**HOW TO COMPLETE THIS TASK:**
The full listing, exactly as written and with no images, is the expected output.
====== PROVIDED ENTRIES ======
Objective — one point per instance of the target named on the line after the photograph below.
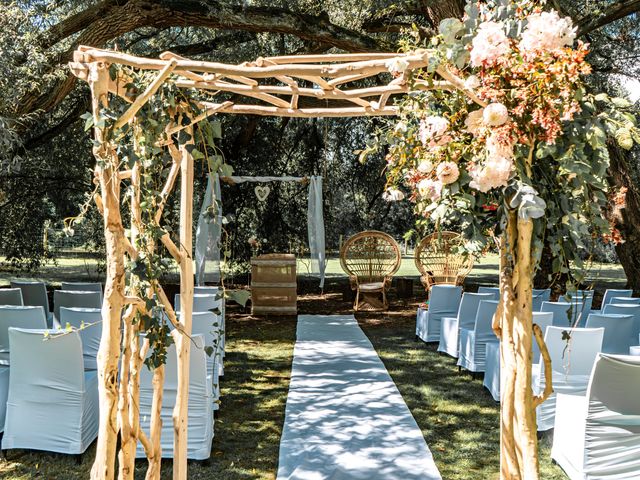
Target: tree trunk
(518, 442)
(109, 352)
(626, 217)
(183, 343)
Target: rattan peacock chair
(370, 258)
(441, 260)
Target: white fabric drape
(208, 234)
(209, 230)
(315, 225)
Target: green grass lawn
(458, 417)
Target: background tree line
(46, 161)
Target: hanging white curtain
(209, 228)
(208, 234)
(315, 223)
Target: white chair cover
(82, 287)
(543, 320)
(208, 325)
(90, 334)
(495, 291)
(11, 296)
(444, 300)
(73, 298)
(597, 436)
(634, 310)
(19, 317)
(618, 332)
(4, 392)
(610, 293)
(538, 296)
(53, 402)
(563, 314)
(200, 421)
(34, 294)
(473, 341)
(450, 326)
(571, 367)
(492, 370)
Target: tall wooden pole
(109, 352)
(183, 343)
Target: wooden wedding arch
(292, 86)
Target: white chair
(492, 363)
(543, 320)
(625, 301)
(450, 326)
(11, 296)
(597, 436)
(200, 420)
(208, 325)
(19, 317)
(492, 370)
(618, 332)
(633, 310)
(34, 294)
(53, 402)
(82, 287)
(75, 298)
(444, 300)
(538, 296)
(610, 293)
(495, 291)
(571, 364)
(89, 323)
(473, 341)
(563, 314)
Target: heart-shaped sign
(262, 192)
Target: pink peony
(432, 131)
(494, 173)
(546, 32)
(430, 189)
(489, 44)
(495, 114)
(447, 172)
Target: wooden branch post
(183, 342)
(109, 352)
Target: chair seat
(371, 287)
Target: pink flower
(447, 172)
(432, 131)
(489, 44)
(474, 121)
(430, 189)
(494, 173)
(495, 114)
(546, 32)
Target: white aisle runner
(345, 419)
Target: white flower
(474, 121)
(494, 173)
(430, 189)
(425, 166)
(447, 172)
(495, 114)
(472, 82)
(432, 130)
(396, 65)
(392, 195)
(489, 44)
(546, 32)
(497, 148)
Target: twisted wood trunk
(109, 352)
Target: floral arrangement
(516, 130)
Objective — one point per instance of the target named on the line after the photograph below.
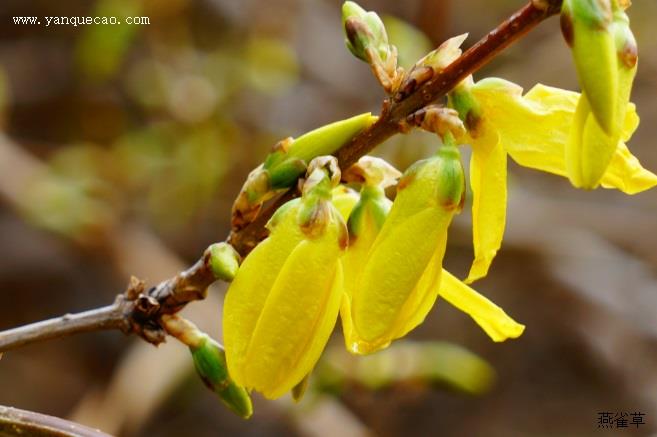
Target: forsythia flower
(534, 130)
(607, 75)
(283, 304)
(393, 270)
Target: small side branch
(99, 319)
(394, 113)
(140, 311)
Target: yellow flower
(283, 304)
(534, 130)
(393, 271)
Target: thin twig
(99, 319)
(395, 112)
(139, 311)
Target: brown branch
(139, 311)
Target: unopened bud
(210, 363)
(364, 31)
(586, 27)
(224, 261)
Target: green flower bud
(463, 101)
(364, 32)
(586, 27)
(285, 164)
(590, 147)
(224, 261)
(210, 364)
(283, 304)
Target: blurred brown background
(122, 148)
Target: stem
(99, 319)
(139, 311)
(394, 113)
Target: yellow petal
(395, 265)
(534, 130)
(344, 199)
(626, 174)
(297, 319)
(491, 318)
(574, 153)
(249, 290)
(488, 181)
(423, 297)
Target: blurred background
(122, 148)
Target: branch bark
(139, 311)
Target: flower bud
(224, 261)
(288, 161)
(590, 148)
(281, 308)
(364, 31)
(391, 291)
(344, 199)
(210, 363)
(586, 25)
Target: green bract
(210, 363)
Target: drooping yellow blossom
(393, 271)
(534, 130)
(283, 304)
(591, 145)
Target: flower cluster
(344, 250)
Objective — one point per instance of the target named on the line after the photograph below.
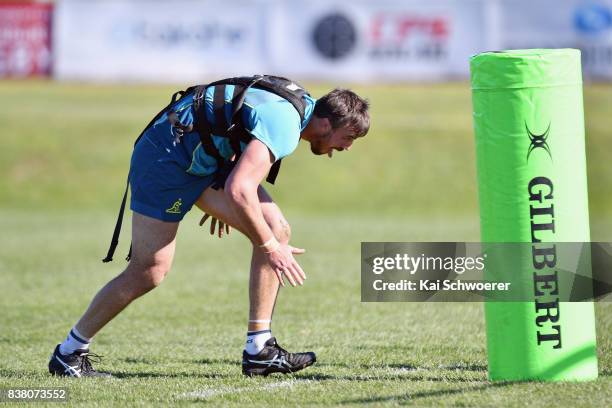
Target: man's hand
(213, 223)
(283, 262)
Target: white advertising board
(159, 41)
(583, 24)
(377, 40)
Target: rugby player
(213, 147)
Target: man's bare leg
(153, 244)
(152, 252)
(263, 283)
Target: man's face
(330, 139)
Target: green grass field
(64, 158)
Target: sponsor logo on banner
(25, 39)
(164, 34)
(334, 36)
(593, 19)
(387, 36)
(593, 24)
(406, 36)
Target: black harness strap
(219, 110)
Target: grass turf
(64, 157)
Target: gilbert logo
(538, 141)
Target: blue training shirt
(266, 116)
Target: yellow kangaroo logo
(176, 207)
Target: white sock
(74, 341)
(256, 341)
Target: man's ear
(325, 125)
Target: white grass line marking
(214, 392)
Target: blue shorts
(161, 188)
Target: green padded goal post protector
(529, 128)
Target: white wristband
(270, 245)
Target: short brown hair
(344, 108)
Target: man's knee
(147, 275)
(281, 230)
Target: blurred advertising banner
(178, 41)
(582, 24)
(382, 40)
(25, 39)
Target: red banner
(25, 39)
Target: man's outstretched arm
(241, 189)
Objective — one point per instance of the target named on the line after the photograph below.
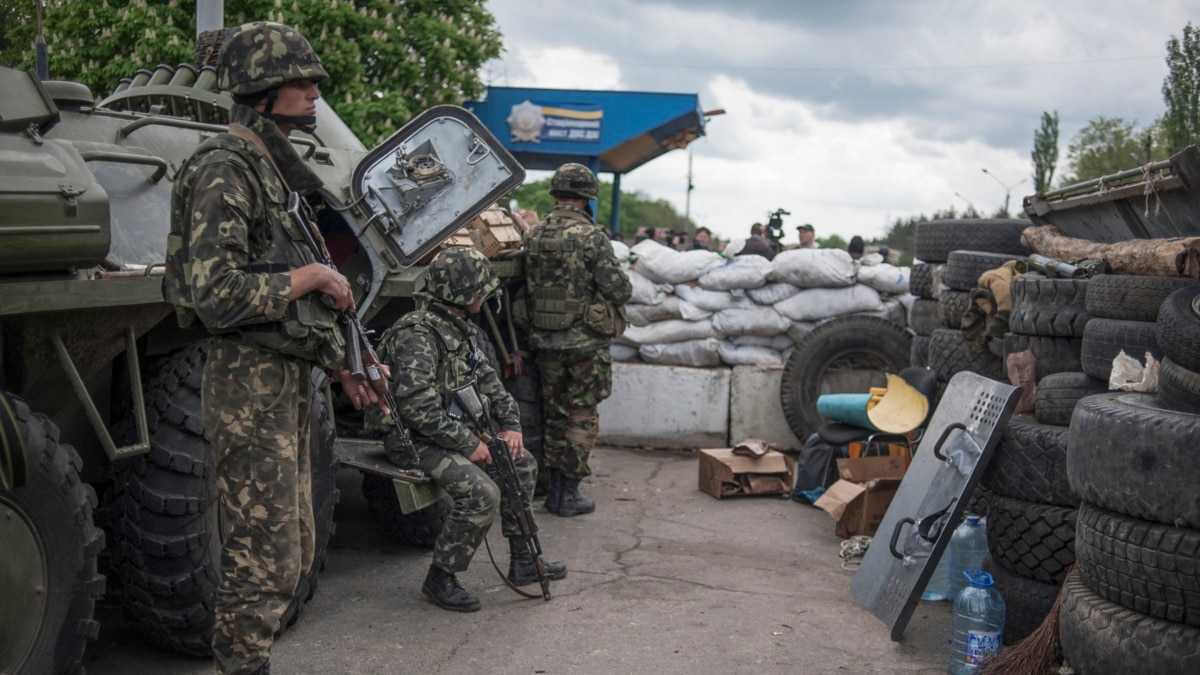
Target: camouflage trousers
(573, 384)
(256, 417)
(475, 501)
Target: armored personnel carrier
(107, 479)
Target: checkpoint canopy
(609, 131)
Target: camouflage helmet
(574, 180)
(461, 275)
(263, 55)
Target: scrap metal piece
(949, 461)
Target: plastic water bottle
(939, 587)
(978, 623)
(967, 547)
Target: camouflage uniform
(229, 255)
(575, 290)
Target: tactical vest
(310, 330)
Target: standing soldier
(433, 353)
(233, 266)
(577, 294)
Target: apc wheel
(162, 512)
(49, 583)
(823, 363)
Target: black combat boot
(443, 589)
(571, 502)
(522, 571)
(555, 491)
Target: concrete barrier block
(666, 406)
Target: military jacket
(232, 245)
(569, 267)
(431, 352)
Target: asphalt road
(663, 579)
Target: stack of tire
(1031, 508)
(1134, 603)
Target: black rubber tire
(1035, 541)
(925, 316)
(1131, 297)
(935, 239)
(1053, 354)
(1177, 330)
(855, 341)
(1101, 638)
(923, 280)
(1131, 455)
(54, 509)
(964, 268)
(1030, 464)
(1027, 602)
(162, 512)
(419, 530)
(1179, 388)
(1049, 306)
(1107, 338)
(948, 354)
(951, 306)
(1147, 567)
(1059, 393)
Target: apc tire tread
(1099, 637)
(1132, 455)
(1147, 567)
(1031, 539)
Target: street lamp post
(1008, 189)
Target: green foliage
(636, 209)
(1181, 91)
(1045, 151)
(387, 59)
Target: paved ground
(663, 579)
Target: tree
(1181, 90)
(1045, 151)
(387, 59)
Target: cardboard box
(861, 497)
(725, 475)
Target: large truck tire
(162, 512)
(49, 545)
(847, 342)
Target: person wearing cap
(234, 268)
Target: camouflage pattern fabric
(431, 352)
(256, 417)
(264, 55)
(573, 384)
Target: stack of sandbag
(703, 309)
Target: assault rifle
(360, 356)
(502, 470)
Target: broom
(1033, 655)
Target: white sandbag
(646, 292)
(885, 278)
(646, 315)
(664, 264)
(675, 330)
(747, 354)
(739, 272)
(772, 293)
(813, 304)
(815, 268)
(711, 300)
(623, 352)
(760, 320)
(697, 353)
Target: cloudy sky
(851, 113)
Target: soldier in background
(433, 351)
(233, 267)
(577, 297)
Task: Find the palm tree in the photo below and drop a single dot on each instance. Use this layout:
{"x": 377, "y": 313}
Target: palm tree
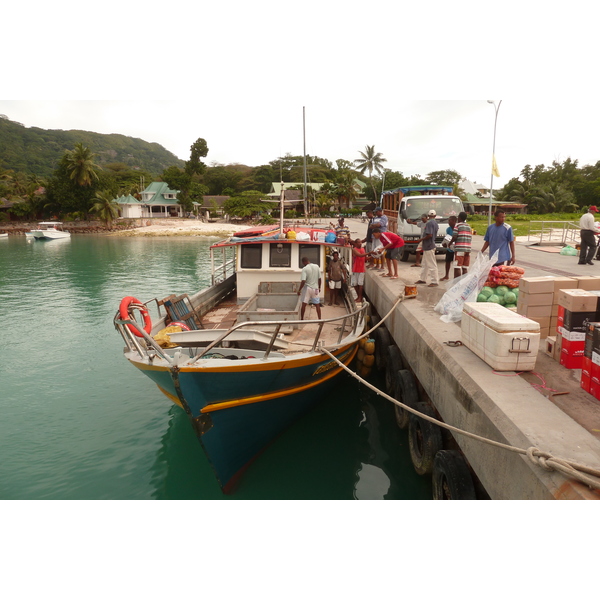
======
**COMPLETED EXERCISE:**
Objective — one point per instance of the target named on the line after the photograph below.
Target: tree trunk
(518, 442)
(109, 352)
(626, 217)
(183, 343)
Target: rattan peacock chair
(370, 258)
(441, 260)
Target: white fabric drape
(208, 234)
(209, 230)
(315, 225)
Target: green grass lawn
(458, 417)
Target: background tree line
(46, 161)
Target: hanging white curtain
(209, 228)
(208, 234)
(315, 223)
Target: white chair cover
(82, 287)
(543, 320)
(208, 325)
(90, 334)
(495, 291)
(11, 296)
(444, 300)
(73, 298)
(597, 436)
(634, 310)
(19, 317)
(618, 332)
(4, 392)
(610, 293)
(538, 296)
(53, 402)
(563, 314)
(200, 421)
(34, 294)
(473, 341)
(450, 326)
(571, 367)
(492, 370)
Target: tall wooden pole
(109, 352)
(183, 343)
Target: wooden wedding arch
(292, 86)
Target: white chair
(492, 363)
(543, 320)
(625, 301)
(450, 326)
(11, 296)
(597, 436)
(200, 420)
(208, 325)
(19, 317)
(492, 370)
(618, 332)
(633, 310)
(34, 294)
(53, 402)
(82, 287)
(75, 298)
(444, 300)
(538, 296)
(610, 293)
(495, 291)
(571, 364)
(89, 323)
(473, 341)
(563, 314)
Target: heart-shaped sign
(262, 192)
Target: pink peony
(432, 131)
(494, 173)
(546, 32)
(430, 189)
(489, 44)
(495, 114)
(447, 172)
Target: wooden branch post
(183, 342)
(109, 352)
Target: chair seat
(371, 287)
Target: pink flower
(447, 172)
(432, 131)
(489, 44)
(474, 121)
(430, 189)
(494, 173)
(495, 114)
(546, 32)
Target: white aisle runner
(345, 419)
Target: white flower
(474, 121)
(494, 173)
(430, 189)
(425, 166)
(447, 172)
(495, 114)
(472, 82)
(432, 130)
(396, 65)
(392, 195)
(489, 44)
(546, 32)
(497, 148)
Target: twisted wood trunk
(109, 352)
Target: floral arrangement
(516, 130)
Objective — one point per instance of the target named on the line after the photograph below.
Target: forsythia flower
(534, 130)
(607, 75)
(283, 304)
(393, 270)
Target: small side branch
(99, 319)
(394, 113)
(140, 311)
Target: yellow flower
(283, 304)
(534, 130)
(393, 271)
Target: thin twig
(99, 319)
(395, 112)
(139, 311)
Target: brown branch
(139, 311)
Target: unopened bud
(210, 363)
(364, 31)
(586, 27)
(224, 261)
Target: green flower bud
(463, 101)
(364, 32)
(586, 27)
(285, 164)
(590, 147)
(224, 261)
(210, 364)
(283, 304)
Target: blurred brown background
(122, 148)
Target: stem
(99, 319)
(139, 311)
(394, 113)
Target: yellow petal
(395, 265)
(534, 130)
(344, 199)
(626, 174)
(297, 319)
(491, 318)
(574, 153)
(249, 290)
(488, 181)
(423, 297)
Target: blurred background
(122, 148)
Target: branch bark
(139, 311)
Target: flower bud
(224, 261)
(288, 161)
(590, 148)
(281, 308)
(364, 31)
(391, 291)
(344, 199)
(210, 363)
(586, 25)
Target: green bract
(210, 363)
Target: drooping yellow blossom
(393, 271)
(534, 130)
(283, 304)
(591, 145)
Target: flower cluster
(344, 250)
Objective — one point per instance of the target named on the line after the photograph below.
Target: man's hand
(213, 223)
(283, 262)
Target: white advertising board
(159, 41)
(583, 24)
(377, 40)
Target: rugby player
(213, 147)
Target: man's bare leg
(153, 244)
(152, 252)
(263, 283)
Target: man's face
(330, 139)
Target: green grass field
(64, 158)
Target: sponsor logo on banner
(25, 39)
(164, 34)
(334, 36)
(593, 19)
(387, 36)
(593, 24)
(406, 36)
Target: black harness strap
(219, 110)
Target: grass turf
(64, 157)
Target: gilbert logo
(538, 141)
Target: blue training shirt
(266, 116)
Target: yellow kangaroo logo
(176, 207)
Target: white sock
(74, 341)
(256, 341)
Target: man's ear
(325, 125)
Target: white grass line marking
(214, 392)
Target: blue shorts
(161, 188)
Target: green padded goal post protector
(529, 128)
Target: white wristband
(270, 245)
Target: short brown hair
(344, 108)
Target: man's knee
(147, 275)
(281, 230)
Target: blurred advertising banner
(178, 41)
(582, 24)
(382, 40)
(25, 39)
Target: red banner
(25, 39)
Target: man's outstretched arm
(241, 189)
Objective — one point per instance of the target named on the line after the photograph below.
Target: camouflage trousers
(573, 384)
(256, 417)
(475, 501)
Target: armored personnel carrier
(107, 479)
Target: checkpoint canopy
(609, 131)
Target: camouflage helmet
(574, 180)
(461, 275)
(263, 55)
Target: scrap metal piece
(949, 461)
Target: plastic water bottle
(939, 587)
(978, 623)
(967, 547)
Target: camouflage uniform
(229, 255)
(575, 290)
Target: tactical vest
(310, 330)
Target: standing soldier
(433, 353)
(233, 266)
(577, 294)
Target: apc wheel
(162, 512)
(49, 583)
(823, 363)
Target: black combat boot
(443, 589)
(571, 502)
(522, 571)
(555, 491)
Target: concrete barrier block
(666, 406)
Target: military jacket
(232, 245)
(569, 267)
(431, 352)
Target: asphalt road
(663, 579)
Target: stack of tire
(1031, 508)
(1134, 603)
Target: black rubber tire
(1035, 541)
(925, 316)
(1131, 297)
(935, 239)
(1053, 354)
(1177, 330)
(855, 341)
(1101, 638)
(923, 280)
(1131, 455)
(54, 509)
(964, 268)
(1030, 464)
(1027, 602)
(162, 512)
(419, 530)
(1179, 388)
(1049, 306)
(1107, 338)
(948, 354)
(951, 306)
(1147, 567)
(1059, 393)
Target: apc tire tread
(1099, 637)
(1132, 455)
(1147, 567)
(1031, 539)
Target: street lamp post
(1008, 189)
Target: green foliage
(636, 209)
(1181, 91)
(1045, 151)
(387, 59)
Target: paved ground
(663, 579)
Target: tree
(1181, 90)
(1045, 151)
(387, 59)
Target: cardboard box
(861, 497)
(725, 475)
Target: large truck tire
(162, 512)
(49, 545)
(847, 342)
Target: person wearing cap
(234, 268)
Target: camouflage pattern fabric
(431, 352)
(256, 417)
(264, 55)
(573, 384)
Target: stack of sandbag
(703, 309)
Target: assault rifle
(360, 356)
(502, 470)
Target: broom
(1033, 655)
Target: white sandbag
(646, 292)
(885, 278)
(646, 315)
(664, 264)
(675, 330)
(747, 354)
(739, 272)
(772, 293)
(813, 304)
(815, 268)
(711, 300)
(623, 352)
(760, 320)
(697, 353)
Target: cloudy sky
(851, 113)
Target: soldier in background
(433, 351)
(233, 267)
(577, 297)
Task: Find the palm tree in the photo below and drop a single dot on each instance. Use this layout:
{"x": 377, "y": 313}
Target: palm tree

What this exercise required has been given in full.